WHAT IS BEING ASKED |
Each entry below should be reproduced character for character.

RECORDS SUPPLIED |
____
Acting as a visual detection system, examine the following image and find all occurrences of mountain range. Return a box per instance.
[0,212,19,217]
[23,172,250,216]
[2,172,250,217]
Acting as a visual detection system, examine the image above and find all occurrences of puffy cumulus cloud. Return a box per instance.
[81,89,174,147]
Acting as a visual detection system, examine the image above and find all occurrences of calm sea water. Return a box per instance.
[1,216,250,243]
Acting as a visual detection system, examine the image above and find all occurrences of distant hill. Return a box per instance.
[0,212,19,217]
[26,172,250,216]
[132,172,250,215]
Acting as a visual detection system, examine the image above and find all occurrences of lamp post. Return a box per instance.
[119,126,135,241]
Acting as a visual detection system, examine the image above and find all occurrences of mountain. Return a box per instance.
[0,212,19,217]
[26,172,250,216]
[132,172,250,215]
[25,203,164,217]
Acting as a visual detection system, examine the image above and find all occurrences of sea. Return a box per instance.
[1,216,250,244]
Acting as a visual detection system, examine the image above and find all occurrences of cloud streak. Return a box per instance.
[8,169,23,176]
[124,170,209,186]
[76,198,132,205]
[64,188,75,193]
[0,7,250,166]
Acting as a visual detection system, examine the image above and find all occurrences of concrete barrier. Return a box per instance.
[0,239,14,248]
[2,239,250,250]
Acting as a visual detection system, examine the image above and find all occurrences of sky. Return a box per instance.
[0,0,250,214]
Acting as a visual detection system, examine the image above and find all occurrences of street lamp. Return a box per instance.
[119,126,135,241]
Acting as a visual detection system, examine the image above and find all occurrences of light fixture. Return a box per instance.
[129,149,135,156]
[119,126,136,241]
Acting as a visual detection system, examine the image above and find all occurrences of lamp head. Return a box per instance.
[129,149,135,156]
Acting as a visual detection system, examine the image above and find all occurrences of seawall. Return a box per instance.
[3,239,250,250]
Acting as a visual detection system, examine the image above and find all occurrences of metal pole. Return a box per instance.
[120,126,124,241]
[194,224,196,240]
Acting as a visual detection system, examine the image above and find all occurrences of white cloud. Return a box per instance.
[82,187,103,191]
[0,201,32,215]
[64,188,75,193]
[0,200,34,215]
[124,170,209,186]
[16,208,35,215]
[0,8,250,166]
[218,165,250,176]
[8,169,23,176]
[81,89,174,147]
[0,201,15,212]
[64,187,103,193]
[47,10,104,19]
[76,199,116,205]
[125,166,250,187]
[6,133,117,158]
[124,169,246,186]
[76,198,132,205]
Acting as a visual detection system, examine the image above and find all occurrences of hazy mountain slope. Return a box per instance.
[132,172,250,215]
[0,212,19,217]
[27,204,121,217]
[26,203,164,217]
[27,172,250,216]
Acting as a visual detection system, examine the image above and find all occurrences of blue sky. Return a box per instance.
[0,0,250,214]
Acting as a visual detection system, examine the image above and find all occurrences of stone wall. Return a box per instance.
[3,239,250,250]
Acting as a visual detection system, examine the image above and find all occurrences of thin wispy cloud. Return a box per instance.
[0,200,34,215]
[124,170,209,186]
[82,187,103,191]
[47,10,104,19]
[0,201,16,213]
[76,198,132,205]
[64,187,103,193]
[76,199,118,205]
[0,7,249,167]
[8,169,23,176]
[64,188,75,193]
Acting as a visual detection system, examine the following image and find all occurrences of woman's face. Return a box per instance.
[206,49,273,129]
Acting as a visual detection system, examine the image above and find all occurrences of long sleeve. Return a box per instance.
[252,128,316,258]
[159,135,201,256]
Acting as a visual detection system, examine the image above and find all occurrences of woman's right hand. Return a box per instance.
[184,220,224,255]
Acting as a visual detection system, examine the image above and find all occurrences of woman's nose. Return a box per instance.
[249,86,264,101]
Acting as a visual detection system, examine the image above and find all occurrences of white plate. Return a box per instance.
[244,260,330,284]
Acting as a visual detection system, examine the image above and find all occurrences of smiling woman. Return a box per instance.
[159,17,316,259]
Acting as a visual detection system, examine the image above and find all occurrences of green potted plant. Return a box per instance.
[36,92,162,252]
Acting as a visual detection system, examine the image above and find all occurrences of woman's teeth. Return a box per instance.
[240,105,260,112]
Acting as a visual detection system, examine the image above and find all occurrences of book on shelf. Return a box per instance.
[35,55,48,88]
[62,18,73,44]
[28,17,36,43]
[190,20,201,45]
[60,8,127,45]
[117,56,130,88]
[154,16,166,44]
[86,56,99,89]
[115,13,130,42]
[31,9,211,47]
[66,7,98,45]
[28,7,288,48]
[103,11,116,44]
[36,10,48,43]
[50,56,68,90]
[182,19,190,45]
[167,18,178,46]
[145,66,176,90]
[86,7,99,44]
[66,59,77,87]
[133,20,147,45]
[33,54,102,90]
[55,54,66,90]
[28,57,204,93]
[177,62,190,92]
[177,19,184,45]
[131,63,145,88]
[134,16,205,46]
____
SOLVED PROBLEM |
Acting as a visual detection system, examine the following image and find all occurrences of mountain range. Return a box per instance.
[0,212,19,217]
[23,172,250,216]
[2,172,250,217]
Acting as a visual detection system, examine the image above and find all occurrences of puffy cumulus cloud. Return a box per instance.
[81,89,174,147]
Acting as a visual detection system, examine the image above and find all occurrences of calm sea water. Return a box per instance.
[1,216,250,243]
Acting as a visual detection system, examine the image above and find all occurrences of distant hill. Return a box per instance.
[0,212,19,217]
[26,172,250,216]
[132,172,250,215]
Acting as a visual detection system, examine the image above and find all occurrences of lamp post. Return a box per instance.
[119,126,135,241]
Acting as a visual detection system, examine the image above and find all occurrences of mountain. Return a box per instance.
[0,212,19,217]
[26,172,250,216]
[132,172,250,215]
[25,203,164,217]
Acting as a visual detection system, examine the image above and find all occurrences of sea. Return a box per instance.
[1,216,250,244]
Acting as a visual detection system, examine the image above and find all occurrences of cloud streak. Return a box per instance.
[8,169,23,176]
[124,170,209,186]
[76,198,132,205]
[64,188,75,193]
[0,7,250,166]
Acting as a visual detection system, examine the image above and find all occurrences of concrete barrier. Return a box per instance.
[0,239,14,248]
[2,239,250,250]
Acting as a visual detection system, examine the image above and find all occurrences of sky. Return a box per instance.
[0,0,250,214]
Acting as a visual detection system, examine the image above and find all occurrences of street lamp. Return a box per instance.
[119,126,135,241]
Acting as a visual detection system, examine the image above and find all occurrences of light fixture. Return a box per instance.
[129,149,135,156]
[119,126,136,241]
Acting as a visual detection system, examine the image above and find all occurrences of lamp head. Return a box per instance.
[129,149,135,156]
Acting as a visual detection system, examine the image above and find all occurrences of seawall. Return a box per instance.
[3,239,250,250]
Acting as a visual detection system, examine the image above and find all occurrences of metal pole. Return a box per instance.
[120,126,124,241]
[194,224,196,240]
Acting as a visual detection system, examine the image above and find all occurrences of white cloud. Return a box per instance.
[82,187,103,191]
[0,201,32,215]
[64,188,75,193]
[0,200,34,215]
[124,170,209,186]
[16,208,35,215]
[0,8,250,166]
[218,165,250,176]
[8,169,23,176]
[81,89,174,147]
[0,201,15,212]
[64,187,103,193]
[47,10,104,19]
[76,199,116,205]
[125,166,250,187]
[6,133,117,158]
[124,169,246,186]
[76,198,132,205]
Acting as a visual detection system, examine the image above and find all occurrences of hazy mountain slope. Return a box per instance.
[132,172,250,215]
[0,212,19,217]
[27,204,121,217]
[26,203,164,217]
[27,172,250,216]
Acting as a visual detection system, examine the image above and find all occurrences of blue sky. Return a box per instance.
[0,0,250,214]
Acting as a visual detection system, examine the image above and find all occurrences of stone wall. Return a box per instance.
[3,239,250,250]
Acting as a visual detection system, examine the image above and find all occurrences of thin wispy cloud. Return a box per instance.
[0,200,34,215]
[124,170,209,186]
[82,187,103,191]
[47,10,104,19]
[0,201,16,213]
[76,198,132,205]
[64,187,103,193]
[76,199,118,205]
[0,7,249,167]
[8,169,23,176]
[64,188,75,193]
Acting as a visual detection system, examine the following image and find all occurrences of woman's face. Return a box per instance.
[206,49,273,129]
Acting as a visual detection system, examine the image above and find all occurrences of long sleeve. Return a box per instance.
[252,128,316,258]
[159,135,201,256]
Acting as a visual detection system, examine the image above and find all occurrences of woman's right hand. Return a box per instance.
[184,220,224,255]
Acting as a visual detection system, examine the image above and find all occurrences of woman's nose. Return a box per instance.
[249,86,264,101]
Acting as a visual detection system, examine the image above and find all occurrences of white plate. Return a box per instance.
[244,260,330,284]
Acting as a visual detection system, examine the image above and find all occurrences of smiling woman. Return a box per instance.
[159,17,316,259]
Acting as a visual detection system, examine the image above and find all occurrences of green potted plant. Return a box per instance.
[36,92,162,252]
Acting as a visual detection system, examine the image above and find all occurrences of woman's teeth. Return a box per instance.
[240,105,260,112]
Acting as a visual detection system, examine the image above and find all occurrences of book on shelf. Return a box per instance.
[35,55,48,88]
[62,18,73,44]
[28,17,36,43]
[190,20,201,45]
[60,8,127,45]
[117,56,130,88]
[154,16,166,44]
[86,56,99,89]
[115,13,130,42]
[31,9,211,47]
[66,7,98,45]
[28,7,288,48]
[103,11,116,44]
[36,10,48,43]
[50,56,68,90]
[182,19,190,45]
[167,18,178,46]
[145,66,176,90]
[86,7,99,44]
[66,59,77,87]
[133,20,147,45]
[33,54,102,90]
[55,54,66,90]
[28,57,204,93]
[177,62,190,92]
[177,19,184,45]
[131,63,145,88]
[134,16,205,46]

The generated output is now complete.